::: Passage for review :::

Even Fisher's original paper on the subject says only "The great body of available statistics show us that the deviations of a human measurement from its mean follow very closely the Normal Law of Errors" near the beginning, then proceeds with pure mathematics.
I can think of several ways in which a polygenic trait might not be normally distributed. I do not know whether these ever, rarely, or frequently happen. Only a small number of genes involved. Large differences in the effects of these genes. Multiplicative rather than additive affect. The central limit theorem doesn't work so well in those situations.
And the graph of raw scores in the OP is clearly not a normal distribution. Would you justify transforming it into a normal distribution because that is how the "real" thing "must" be distributed? That would render the belief in normal distributions untestable.
Research on heritability of IQ implies, from the similarity of IQ in closely related persons, the proportion of variance of IQ among individuals in a population that is associated with genetic variation within that population. This provides an estimate of genetic versus environmental influence for phenotypic variation in IQ in that population as environmental factors may be correlated with genetic factors. "Heritability", in this sense, "refers to the genetic contribution to variance within a population and in a specific environment". In other words, heritability is a mathematical estimate that indicates an upper bound on how much of a trait's variation within that population can be attributed to genes. There has been significant controversy in the academic community about the heritability of IQ since research on the issue began in the late nineteenth century.Intelligence in the normal range is a polygenic trait, meaning that it is influenced by more than one gene, specifically over 500 genes.

:::

The problem -> In the passage on polygenic traits and normal distributions, write out the text word for word from "Even Fisher's original" to "in those situations.". Rely only on the passage above for the answers.

::: Source data :::

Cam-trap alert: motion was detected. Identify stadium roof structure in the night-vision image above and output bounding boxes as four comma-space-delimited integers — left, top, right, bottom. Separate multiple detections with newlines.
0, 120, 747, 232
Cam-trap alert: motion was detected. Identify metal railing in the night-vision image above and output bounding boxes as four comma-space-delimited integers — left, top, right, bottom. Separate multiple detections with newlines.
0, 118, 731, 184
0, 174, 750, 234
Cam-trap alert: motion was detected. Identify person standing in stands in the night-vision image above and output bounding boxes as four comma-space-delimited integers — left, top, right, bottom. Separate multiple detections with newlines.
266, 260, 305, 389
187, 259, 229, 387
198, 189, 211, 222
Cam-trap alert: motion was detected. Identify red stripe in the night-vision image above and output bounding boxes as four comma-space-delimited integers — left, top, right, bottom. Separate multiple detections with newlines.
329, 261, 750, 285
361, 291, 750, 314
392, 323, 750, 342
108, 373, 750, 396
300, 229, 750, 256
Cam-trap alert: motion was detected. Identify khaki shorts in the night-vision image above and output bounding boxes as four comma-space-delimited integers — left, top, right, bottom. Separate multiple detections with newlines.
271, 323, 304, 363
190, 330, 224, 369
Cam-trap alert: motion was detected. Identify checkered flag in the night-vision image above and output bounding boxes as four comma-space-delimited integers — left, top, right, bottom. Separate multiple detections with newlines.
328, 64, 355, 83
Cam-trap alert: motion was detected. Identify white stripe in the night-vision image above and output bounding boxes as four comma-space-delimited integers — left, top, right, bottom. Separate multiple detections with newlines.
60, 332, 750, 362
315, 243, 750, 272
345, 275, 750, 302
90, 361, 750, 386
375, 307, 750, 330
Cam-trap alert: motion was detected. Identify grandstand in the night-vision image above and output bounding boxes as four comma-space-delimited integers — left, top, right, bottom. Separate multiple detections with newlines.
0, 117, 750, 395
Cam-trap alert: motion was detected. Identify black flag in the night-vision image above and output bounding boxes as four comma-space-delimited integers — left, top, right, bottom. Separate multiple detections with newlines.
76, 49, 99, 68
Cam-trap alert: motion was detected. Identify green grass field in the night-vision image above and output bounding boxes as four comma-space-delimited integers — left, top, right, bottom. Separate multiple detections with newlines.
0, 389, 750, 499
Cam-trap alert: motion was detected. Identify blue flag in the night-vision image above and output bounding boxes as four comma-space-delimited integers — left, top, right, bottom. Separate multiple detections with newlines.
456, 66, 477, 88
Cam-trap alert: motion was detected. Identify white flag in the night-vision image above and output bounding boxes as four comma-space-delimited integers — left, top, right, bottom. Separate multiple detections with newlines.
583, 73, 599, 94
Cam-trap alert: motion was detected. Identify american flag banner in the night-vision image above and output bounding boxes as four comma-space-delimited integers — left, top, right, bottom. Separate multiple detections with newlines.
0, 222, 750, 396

:::

Worked solution ->
Even Fisher's original paper on the subject says only "The great body of available statistics show us that the deviations of a human measurement from its mean follow very closely the Normal Law of Errors" near the beginning, then proceeds with pure mathematics.
I can think of several ways in which a polygenic trait might not be normally distributed. I do not know whether these ever, rarely, or frequently happen. Only a small number of genes involved. Large differences in the effects of these genes. Multiplicative rather than additive affect. The central limit theorem doesn't work so well in those situations.